━━ Material provided ━━

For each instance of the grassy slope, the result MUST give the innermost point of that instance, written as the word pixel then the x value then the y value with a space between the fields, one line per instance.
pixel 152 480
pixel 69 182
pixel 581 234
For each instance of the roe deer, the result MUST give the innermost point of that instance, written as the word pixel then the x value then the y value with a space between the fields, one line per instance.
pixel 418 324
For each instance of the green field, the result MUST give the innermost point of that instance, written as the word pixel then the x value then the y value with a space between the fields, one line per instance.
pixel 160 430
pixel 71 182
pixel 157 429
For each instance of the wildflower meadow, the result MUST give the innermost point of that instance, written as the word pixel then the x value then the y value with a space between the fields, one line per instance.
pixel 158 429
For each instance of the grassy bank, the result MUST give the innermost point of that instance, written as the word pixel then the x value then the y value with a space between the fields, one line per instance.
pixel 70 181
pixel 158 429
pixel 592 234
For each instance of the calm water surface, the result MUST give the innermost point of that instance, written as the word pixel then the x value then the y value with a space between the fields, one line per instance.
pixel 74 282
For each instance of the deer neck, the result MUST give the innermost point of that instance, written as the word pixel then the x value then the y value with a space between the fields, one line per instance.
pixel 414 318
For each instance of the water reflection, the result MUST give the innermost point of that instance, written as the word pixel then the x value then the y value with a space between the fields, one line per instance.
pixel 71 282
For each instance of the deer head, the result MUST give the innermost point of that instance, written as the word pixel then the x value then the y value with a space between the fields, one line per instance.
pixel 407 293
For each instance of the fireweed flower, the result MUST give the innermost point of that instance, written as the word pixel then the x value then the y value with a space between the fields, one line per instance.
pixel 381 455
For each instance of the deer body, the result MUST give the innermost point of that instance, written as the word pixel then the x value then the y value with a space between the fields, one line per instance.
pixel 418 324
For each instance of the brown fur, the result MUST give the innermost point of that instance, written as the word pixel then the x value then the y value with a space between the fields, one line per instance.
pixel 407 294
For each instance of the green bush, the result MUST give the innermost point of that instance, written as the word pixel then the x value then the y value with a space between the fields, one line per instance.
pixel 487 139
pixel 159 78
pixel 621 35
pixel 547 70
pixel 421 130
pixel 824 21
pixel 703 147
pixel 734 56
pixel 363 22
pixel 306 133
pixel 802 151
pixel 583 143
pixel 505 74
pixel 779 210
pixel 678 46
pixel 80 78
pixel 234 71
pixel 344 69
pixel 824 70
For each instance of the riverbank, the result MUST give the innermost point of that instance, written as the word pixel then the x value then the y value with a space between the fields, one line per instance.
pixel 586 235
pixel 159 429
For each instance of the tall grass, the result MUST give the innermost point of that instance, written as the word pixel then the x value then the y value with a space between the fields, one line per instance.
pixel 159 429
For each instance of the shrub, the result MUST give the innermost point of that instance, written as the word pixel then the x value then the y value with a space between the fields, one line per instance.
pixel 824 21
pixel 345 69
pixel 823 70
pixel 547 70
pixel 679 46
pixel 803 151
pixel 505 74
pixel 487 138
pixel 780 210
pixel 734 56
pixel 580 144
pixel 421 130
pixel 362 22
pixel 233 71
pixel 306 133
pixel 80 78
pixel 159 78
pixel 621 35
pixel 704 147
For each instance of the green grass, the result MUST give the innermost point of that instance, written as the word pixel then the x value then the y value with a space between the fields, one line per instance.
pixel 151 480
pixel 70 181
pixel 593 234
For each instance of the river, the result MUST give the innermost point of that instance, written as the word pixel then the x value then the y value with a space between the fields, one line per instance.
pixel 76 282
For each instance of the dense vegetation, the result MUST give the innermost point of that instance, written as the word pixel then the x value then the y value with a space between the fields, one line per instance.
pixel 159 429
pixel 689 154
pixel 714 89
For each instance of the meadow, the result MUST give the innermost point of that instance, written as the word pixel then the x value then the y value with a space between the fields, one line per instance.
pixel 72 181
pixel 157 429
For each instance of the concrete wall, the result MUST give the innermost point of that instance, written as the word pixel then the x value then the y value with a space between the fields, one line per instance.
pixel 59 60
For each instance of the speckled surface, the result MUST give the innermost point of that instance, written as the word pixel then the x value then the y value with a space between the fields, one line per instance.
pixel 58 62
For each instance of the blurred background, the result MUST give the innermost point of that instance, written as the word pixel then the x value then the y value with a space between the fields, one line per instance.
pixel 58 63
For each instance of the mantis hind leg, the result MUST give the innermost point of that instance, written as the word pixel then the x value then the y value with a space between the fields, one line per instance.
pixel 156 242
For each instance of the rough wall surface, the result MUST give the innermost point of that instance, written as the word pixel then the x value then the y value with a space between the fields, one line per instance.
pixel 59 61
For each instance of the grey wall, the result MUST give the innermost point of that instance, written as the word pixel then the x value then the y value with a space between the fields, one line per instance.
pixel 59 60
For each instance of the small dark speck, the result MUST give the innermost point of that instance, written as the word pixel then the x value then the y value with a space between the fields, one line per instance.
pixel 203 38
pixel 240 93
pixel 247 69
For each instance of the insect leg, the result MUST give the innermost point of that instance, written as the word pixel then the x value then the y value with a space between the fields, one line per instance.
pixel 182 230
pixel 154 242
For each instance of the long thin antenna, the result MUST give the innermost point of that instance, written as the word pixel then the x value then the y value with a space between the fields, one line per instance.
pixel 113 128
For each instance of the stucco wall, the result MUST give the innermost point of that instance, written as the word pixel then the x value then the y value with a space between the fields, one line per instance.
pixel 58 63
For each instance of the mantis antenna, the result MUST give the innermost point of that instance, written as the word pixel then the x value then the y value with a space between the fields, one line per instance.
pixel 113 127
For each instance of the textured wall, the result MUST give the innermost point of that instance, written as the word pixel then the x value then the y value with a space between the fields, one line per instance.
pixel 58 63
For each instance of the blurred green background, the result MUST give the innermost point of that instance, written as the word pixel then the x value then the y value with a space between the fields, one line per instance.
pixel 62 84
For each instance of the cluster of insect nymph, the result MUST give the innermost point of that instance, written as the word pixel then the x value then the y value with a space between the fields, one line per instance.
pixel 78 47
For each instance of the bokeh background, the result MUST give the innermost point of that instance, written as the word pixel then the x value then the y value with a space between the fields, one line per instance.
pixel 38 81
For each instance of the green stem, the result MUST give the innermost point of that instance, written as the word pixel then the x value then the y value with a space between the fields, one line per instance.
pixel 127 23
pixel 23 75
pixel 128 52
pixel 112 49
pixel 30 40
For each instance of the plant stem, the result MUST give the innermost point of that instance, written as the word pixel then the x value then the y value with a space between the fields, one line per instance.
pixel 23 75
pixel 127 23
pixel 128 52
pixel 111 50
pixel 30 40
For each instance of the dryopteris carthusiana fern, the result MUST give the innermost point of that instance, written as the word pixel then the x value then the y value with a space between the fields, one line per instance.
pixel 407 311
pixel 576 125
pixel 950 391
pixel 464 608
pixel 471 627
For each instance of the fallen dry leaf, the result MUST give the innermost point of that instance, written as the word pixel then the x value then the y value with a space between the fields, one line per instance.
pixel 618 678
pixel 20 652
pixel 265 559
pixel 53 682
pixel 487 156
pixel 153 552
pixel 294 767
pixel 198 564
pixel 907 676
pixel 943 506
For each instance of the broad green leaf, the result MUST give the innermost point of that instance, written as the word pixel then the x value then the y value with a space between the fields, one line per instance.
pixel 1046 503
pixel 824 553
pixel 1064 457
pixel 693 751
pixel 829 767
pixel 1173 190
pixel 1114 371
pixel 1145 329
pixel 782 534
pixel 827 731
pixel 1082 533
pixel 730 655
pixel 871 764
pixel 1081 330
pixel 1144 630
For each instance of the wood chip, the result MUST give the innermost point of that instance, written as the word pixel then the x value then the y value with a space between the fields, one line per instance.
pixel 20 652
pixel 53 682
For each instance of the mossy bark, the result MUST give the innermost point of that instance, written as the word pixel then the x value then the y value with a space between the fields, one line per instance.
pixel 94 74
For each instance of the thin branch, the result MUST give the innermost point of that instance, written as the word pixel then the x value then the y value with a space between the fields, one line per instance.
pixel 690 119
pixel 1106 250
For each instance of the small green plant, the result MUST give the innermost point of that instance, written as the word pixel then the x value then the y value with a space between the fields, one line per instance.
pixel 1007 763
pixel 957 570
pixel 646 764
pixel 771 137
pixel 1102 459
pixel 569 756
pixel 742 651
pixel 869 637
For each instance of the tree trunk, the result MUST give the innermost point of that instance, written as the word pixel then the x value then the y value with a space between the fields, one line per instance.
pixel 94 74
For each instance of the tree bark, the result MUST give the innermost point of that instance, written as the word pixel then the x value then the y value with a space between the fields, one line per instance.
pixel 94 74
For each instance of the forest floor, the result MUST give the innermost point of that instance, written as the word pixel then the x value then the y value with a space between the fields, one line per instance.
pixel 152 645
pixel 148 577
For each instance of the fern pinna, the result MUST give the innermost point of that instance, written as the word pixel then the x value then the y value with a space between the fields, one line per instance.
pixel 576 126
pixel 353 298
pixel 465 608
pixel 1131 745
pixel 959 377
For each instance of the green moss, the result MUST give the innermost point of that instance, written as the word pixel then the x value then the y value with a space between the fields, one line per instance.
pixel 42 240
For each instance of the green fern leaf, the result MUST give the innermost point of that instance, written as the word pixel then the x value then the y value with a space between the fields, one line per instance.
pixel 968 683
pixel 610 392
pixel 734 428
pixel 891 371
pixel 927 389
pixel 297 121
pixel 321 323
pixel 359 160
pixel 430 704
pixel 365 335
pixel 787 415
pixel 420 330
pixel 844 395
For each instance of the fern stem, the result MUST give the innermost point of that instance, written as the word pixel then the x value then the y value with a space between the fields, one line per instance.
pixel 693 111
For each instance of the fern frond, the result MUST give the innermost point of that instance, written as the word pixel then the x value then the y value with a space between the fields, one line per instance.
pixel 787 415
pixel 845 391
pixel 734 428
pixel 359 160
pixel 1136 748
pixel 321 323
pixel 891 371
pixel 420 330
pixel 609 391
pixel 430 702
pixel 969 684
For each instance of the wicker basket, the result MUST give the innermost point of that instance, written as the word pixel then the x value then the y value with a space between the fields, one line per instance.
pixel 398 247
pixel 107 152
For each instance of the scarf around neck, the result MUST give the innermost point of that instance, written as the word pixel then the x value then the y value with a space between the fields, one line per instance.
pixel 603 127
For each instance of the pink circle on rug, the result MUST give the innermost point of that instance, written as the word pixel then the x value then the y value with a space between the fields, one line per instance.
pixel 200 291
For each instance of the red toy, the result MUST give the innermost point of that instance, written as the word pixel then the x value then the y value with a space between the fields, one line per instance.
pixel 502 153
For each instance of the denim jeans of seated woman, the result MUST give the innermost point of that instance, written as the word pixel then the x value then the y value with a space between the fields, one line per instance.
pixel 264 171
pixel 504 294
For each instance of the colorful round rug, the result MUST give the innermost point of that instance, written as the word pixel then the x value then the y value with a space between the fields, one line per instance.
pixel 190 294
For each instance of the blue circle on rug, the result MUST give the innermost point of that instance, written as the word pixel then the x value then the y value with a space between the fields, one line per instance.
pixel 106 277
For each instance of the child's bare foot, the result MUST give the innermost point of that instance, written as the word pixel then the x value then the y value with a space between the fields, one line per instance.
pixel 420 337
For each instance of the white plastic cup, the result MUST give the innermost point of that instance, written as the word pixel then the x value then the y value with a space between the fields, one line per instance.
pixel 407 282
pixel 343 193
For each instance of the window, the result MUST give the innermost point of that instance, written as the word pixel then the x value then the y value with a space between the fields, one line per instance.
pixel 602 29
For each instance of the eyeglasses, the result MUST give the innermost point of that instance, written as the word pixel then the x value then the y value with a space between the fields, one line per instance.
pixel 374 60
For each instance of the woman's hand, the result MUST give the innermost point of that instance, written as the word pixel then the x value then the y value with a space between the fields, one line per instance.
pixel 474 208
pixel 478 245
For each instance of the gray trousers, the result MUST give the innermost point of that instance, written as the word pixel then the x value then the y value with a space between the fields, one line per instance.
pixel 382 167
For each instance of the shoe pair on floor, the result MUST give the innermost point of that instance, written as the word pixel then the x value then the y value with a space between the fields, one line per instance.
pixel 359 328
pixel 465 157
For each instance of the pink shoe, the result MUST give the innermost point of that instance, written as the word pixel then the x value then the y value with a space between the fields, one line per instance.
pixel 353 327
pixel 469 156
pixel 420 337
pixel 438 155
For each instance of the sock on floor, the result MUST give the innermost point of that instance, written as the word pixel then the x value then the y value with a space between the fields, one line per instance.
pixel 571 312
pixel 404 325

━━━

**The task:**
Rewrite the material from the line with "For each instance of the pink circle" to the line with "pixel 504 294", putting "blue toy" in place of "red toy" and leaving everything else unchanged.

**Finished task:**
For each instance of the pink circle on rug, the result MUST give the innermost point of that instance, written as the word pixel then the x value then the y value with a space between the fields, one line per instance.
pixel 200 291
For each instance of the blue toy, the result MUST give the innermost point of that instance, written as the word pixel then the x value then the y value with a space between the fields, one line per instance.
pixel 502 153
For each instance of the denim jeans of seated woman, the result MUST give the innermost point of that instance, written as the word pixel then the x value then the y value with a space between the fields, one line per instance.
pixel 264 171
pixel 504 294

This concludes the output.